◆ **Work order**: The full set of entries, reproduced exactly, is the expected answer.

◆ **Dataset extract**:
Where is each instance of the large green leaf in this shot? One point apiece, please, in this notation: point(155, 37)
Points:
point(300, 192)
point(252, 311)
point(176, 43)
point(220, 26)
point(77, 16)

◆ **Output for this exercise**:
Where is each instance of the large green leaf in this shot? One point apiece, please, in this notation: point(155, 37)
Points:
point(300, 192)
point(252, 311)
point(176, 43)
point(220, 26)
point(77, 16)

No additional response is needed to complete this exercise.